[Records drawn from a dataset]
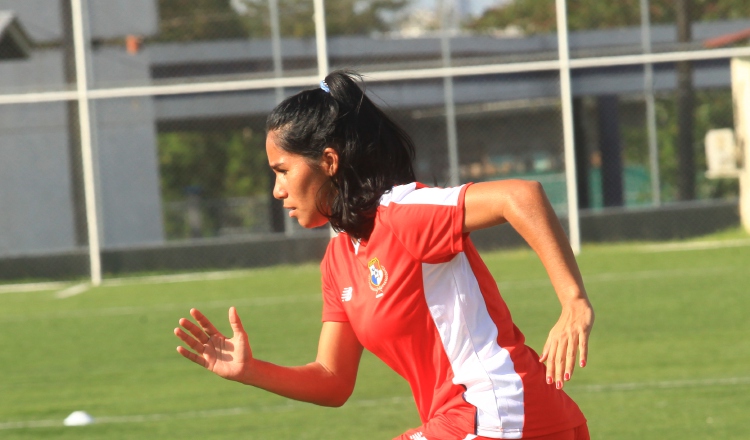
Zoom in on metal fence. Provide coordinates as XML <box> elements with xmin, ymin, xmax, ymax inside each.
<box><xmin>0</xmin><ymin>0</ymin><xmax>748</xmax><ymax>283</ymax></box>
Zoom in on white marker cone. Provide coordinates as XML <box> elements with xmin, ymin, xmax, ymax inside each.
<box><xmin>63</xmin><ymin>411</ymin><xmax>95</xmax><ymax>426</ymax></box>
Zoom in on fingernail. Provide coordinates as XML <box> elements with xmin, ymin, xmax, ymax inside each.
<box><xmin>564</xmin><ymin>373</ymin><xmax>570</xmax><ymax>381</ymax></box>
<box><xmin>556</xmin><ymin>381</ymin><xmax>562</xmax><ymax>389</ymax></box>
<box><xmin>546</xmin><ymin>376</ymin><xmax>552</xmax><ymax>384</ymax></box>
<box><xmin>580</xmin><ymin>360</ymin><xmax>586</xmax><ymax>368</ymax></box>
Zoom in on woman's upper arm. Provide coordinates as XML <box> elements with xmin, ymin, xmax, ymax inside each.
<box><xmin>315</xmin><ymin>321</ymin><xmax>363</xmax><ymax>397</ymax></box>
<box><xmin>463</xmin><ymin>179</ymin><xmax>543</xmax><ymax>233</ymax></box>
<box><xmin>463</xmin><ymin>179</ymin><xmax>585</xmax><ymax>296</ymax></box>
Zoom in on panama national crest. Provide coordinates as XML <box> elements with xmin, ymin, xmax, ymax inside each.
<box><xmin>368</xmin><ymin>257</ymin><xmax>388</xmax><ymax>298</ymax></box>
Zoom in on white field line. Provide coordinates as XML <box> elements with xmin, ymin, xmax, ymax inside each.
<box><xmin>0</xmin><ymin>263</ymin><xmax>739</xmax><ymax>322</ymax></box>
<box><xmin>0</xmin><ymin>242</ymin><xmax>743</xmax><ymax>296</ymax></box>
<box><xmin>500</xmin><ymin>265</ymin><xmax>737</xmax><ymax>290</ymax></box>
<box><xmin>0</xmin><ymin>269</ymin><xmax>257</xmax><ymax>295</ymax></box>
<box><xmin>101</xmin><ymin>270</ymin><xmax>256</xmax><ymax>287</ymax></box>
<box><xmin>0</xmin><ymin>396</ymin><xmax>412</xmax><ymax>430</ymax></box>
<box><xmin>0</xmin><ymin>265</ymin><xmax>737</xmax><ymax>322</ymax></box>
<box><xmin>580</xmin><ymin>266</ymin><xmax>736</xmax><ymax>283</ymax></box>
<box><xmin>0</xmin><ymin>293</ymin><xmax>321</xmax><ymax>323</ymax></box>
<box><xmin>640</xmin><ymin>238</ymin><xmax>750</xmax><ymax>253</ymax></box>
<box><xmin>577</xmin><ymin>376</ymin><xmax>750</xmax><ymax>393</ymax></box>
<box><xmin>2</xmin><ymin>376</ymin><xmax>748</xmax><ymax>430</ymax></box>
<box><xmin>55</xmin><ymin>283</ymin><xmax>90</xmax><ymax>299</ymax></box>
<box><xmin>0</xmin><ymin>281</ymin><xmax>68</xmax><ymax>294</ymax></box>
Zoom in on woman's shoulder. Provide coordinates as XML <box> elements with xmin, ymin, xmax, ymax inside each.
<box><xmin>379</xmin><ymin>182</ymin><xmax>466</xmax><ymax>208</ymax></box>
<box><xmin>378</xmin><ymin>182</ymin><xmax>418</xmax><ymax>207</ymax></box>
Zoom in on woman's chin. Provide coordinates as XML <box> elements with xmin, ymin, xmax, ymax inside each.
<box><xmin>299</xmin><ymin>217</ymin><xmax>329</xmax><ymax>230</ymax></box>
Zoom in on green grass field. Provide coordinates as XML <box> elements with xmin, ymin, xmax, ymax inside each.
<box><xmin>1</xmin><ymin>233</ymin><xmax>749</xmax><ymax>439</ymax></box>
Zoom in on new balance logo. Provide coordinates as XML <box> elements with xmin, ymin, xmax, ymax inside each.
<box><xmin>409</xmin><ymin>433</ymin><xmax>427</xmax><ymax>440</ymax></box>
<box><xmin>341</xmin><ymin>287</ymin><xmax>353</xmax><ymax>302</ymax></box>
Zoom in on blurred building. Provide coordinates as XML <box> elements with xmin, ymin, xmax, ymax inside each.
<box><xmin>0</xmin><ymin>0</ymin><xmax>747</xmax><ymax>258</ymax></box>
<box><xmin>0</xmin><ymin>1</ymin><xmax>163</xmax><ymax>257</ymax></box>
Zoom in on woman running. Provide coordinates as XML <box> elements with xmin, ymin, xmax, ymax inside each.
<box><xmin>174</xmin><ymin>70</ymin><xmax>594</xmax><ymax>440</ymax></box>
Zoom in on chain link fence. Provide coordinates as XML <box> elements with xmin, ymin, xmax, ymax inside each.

**DESCRIPTION OF THE TASK**
Your answer should hold exactly the lines from the one containing "Zoom in on new" through the end of the entries above, and nothing else.

**RESPONSE**
Zoom in on new balance logo. Provide coordinates as XML <box> elements with xmin, ymin, xmax, ymax inside each.
<box><xmin>409</xmin><ymin>433</ymin><xmax>427</xmax><ymax>440</ymax></box>
<box><xmin>341</xmin><ymin>287</ymin><xmax>353</xmax><ymax>302</ymax></box>
Zoom in on blurred building. Provide coordinates as XML <box> elements with xmin, ymin, xmax, ymax inside each.
<box><xmin>0</xmin><ymin>0</ymin><xmax>747</xmax><ymax>258</ymax></box>
<box><xmin>0</xmin><ymin>1</ymin><xmax>163</xmax><ymax>257</ymax></box>
Zoom in on woman running. Provide coordinates as XML <box> elements with xmin, ymin, xmax, ymax inside each.
<box><xmin>174</xmin><ymin>70</ymin><xmax>594</xmax><ymax>440</ymax></box>
Zoom in on chain link fence. Provide coordinates as XML <box> elements with xmin, ymin, xmax, ymax inside each.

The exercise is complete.